**AUFGABE A:**
Geben Sie jede Zeile der Datensätze wortgetreu an, in der die Zeichenfolge „background“ vorkommt. Achten Sie dabei auf Groß- und Kleinschreibung.

**BEREITGESTELLTER TEXT:**
Jetzt mal abgesehen davon, dass es u.U. dazu kommt, dass eine solche
Referenz nicht mehr gültig sein kann...
Belastet es den Server, wenn man dies tut? Insbesondere, wenn da hunderte
oder gar tausende von Clients auf einen AppServer zugreifen und nichts 
freigeben?

Der GarbageCollector bei RMI hält auch serverseitig einen Referenzzähler,
so dass referenzierte Objekte nicht einfach entfernt werden. Bei SSB werden
serverseitig mehrere Instanzen erzeugt (SSB Pool), die dann bei Bedarf an 
die "Aufrufer" verteilt werden. Das ganze spielt sich dann nur innerhalb eines
einzelnen Methodenaufrufs ab bzw. es ist nicht garantiert, dass zwei 
aufeinanderfolgende Aufrufe die gleiche Instanz eines SSB erreichen.
(spielt auch keine Rolle bei SSB)

Guter Still ist sowieso, alles, was nicht mehr benötigt wird, frei zu geben.
Dennoch würde es mich interessieren.

Was meint Ihr?


----------



## Bleiglanz (1. Sep 2005)

bei einer stateless ist es eh wurscht, weil die nach jedem Methodenaufruf in den Pool zurückgelegt werden kann

trotzdem sinnvoll aus Stilgründen


----------



## Guest (1. Sep 2005)

Die SSB's werden in den Pool geworfen, klar, da sind aber noch 
paar Schichten dazwischen (mindestens RMI und die Proxies des Containers).
Hält der Server bzw. der EJB Container nicht unnötig viele Proxies 
im Speicher, wenn man die Referenzen nicht freigibt?
Nach einem Methodenaufruf bleibt die Verbindung ja immer noch 
erhalten, egal was serverseitig mit den SSB's geschieht.

Wenn ich mich recht erinnere, war es bei RMI immer so, dass 
serverseitig erst dann die Skeletons freigegeben werden, wenn 
die Verbindung zum Client unterbrochen oder clientseitig beendet
wird (Stub freigegeben).

???:L


----------



## Bleiglanz (2. Sep 2005)

stimmt - hängt aber wahrscheinlich davon ab, mit welchem Protokoll der Appserver arbeitet (die wenigsten nehmen das klassische RMI, viele haben da eine Eigenentwicklung im Einsatz)

wahrscheinlich ist es aus diesem Grund (Connections usw.) doch wichtig, IMMER das remove aufzurufen?!


----------



## Guest (2. Sep 2005)

**AUFGABE B:**
Was hält der GarbageCollector bei RMI laut dem bereitgestellten Text auch serverseitig?

**EINGABE:**
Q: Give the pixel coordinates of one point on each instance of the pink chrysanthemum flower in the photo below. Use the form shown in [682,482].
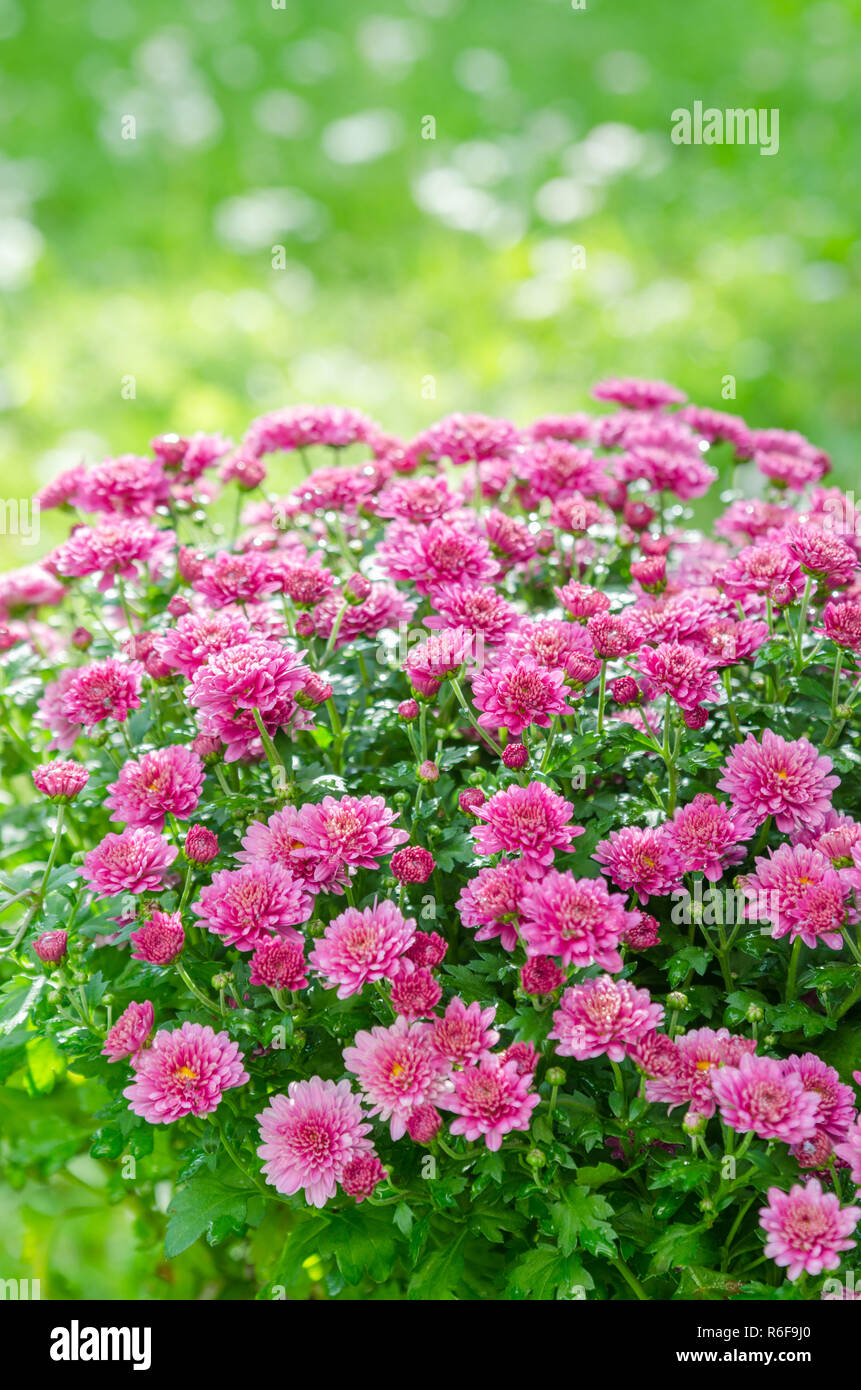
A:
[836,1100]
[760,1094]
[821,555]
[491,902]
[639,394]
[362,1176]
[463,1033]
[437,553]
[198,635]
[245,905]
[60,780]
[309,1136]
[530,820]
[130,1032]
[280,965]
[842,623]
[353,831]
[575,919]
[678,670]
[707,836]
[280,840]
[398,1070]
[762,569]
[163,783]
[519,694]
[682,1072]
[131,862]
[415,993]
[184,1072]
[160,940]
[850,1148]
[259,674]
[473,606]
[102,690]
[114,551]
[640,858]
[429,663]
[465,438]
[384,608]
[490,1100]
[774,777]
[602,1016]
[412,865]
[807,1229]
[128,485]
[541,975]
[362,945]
==
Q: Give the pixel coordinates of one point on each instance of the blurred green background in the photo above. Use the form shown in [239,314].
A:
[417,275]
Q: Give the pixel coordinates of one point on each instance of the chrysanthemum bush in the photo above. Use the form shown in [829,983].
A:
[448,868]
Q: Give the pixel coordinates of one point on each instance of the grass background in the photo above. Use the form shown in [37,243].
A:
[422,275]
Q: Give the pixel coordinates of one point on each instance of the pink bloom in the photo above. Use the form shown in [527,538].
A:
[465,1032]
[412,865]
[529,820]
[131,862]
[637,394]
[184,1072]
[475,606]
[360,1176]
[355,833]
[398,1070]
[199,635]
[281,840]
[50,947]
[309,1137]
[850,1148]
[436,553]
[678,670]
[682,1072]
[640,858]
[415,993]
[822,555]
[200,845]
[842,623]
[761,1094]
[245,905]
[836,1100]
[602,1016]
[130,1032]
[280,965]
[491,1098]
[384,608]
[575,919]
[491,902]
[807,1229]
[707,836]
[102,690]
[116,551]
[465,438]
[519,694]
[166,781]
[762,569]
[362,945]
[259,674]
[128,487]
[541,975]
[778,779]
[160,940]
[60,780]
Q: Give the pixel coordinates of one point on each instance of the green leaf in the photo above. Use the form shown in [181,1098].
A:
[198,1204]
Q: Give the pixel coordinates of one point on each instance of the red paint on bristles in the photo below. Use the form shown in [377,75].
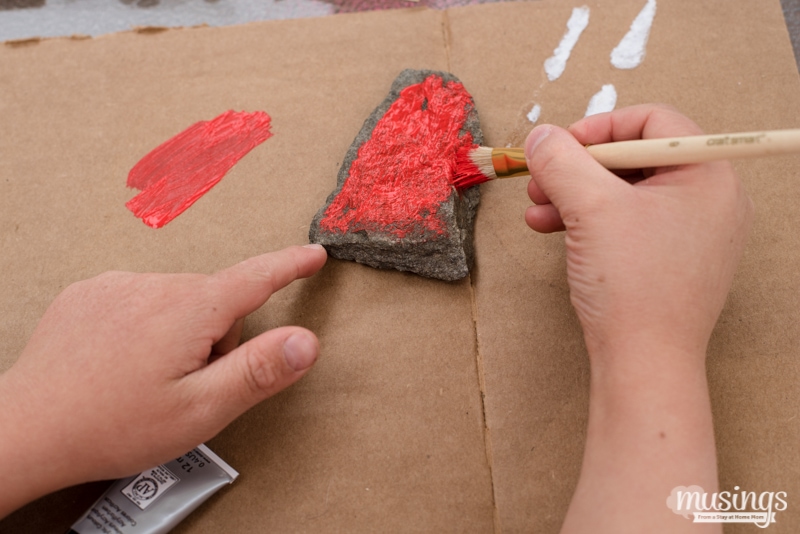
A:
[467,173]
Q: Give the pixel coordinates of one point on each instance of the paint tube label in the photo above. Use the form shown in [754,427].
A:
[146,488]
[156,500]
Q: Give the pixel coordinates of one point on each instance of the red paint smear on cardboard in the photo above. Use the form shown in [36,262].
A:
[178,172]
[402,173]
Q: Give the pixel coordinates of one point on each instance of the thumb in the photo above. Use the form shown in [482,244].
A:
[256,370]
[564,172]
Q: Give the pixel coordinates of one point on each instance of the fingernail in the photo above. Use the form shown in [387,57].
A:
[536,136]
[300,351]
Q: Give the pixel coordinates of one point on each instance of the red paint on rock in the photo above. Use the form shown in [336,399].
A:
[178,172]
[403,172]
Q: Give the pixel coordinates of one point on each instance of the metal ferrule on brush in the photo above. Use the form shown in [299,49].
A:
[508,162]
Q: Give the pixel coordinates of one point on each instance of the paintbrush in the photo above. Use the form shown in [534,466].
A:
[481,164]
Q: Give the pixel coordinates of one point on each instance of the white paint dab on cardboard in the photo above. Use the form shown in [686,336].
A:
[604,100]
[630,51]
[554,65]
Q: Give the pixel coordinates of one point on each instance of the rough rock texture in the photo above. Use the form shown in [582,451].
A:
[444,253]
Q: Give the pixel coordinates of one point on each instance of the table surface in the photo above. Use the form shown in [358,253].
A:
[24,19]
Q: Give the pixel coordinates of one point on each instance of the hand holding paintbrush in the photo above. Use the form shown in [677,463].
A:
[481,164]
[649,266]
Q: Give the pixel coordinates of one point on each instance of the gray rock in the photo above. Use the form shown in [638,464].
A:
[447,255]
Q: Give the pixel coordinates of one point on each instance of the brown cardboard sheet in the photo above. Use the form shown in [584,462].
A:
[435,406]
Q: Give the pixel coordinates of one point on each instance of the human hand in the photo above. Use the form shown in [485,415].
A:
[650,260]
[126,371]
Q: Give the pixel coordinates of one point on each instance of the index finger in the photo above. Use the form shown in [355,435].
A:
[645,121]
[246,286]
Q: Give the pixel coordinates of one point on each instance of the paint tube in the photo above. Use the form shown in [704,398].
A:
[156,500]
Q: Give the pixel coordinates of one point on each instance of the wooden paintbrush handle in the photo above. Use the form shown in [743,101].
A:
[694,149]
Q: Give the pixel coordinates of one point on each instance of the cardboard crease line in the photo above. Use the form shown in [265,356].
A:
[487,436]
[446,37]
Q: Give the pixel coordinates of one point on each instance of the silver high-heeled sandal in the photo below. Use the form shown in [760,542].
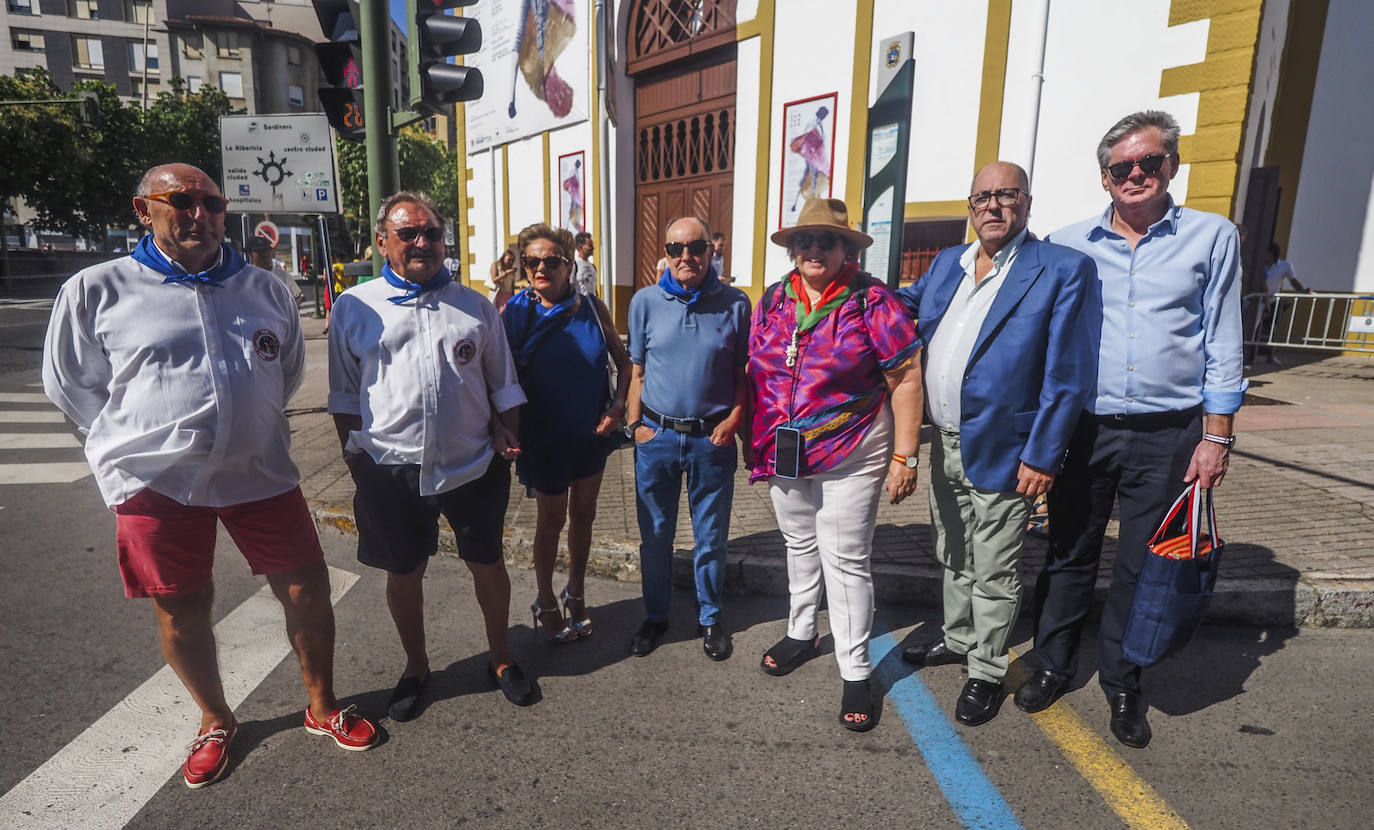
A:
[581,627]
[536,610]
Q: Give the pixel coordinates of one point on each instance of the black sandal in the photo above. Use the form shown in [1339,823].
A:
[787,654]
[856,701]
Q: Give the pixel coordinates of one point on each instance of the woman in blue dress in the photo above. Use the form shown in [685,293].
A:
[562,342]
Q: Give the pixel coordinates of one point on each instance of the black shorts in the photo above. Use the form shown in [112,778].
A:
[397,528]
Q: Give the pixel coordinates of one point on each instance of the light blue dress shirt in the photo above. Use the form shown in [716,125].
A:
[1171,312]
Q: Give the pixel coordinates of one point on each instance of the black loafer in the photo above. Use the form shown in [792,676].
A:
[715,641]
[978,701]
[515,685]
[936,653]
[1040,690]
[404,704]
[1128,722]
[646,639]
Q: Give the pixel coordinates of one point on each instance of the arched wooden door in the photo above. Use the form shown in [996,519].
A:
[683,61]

**ERGEBNIS A:**
Q: Give the pixel coordinates of one point on each instance of the blurred green background in the photo above. Use the form shown in [239,314].
Q: Give the pixel coordinates of one point on each instance of the grass background in the photo above. Use the form shown in [37,243].

**ERGEBNIS B:**
Einen Referenzzähler.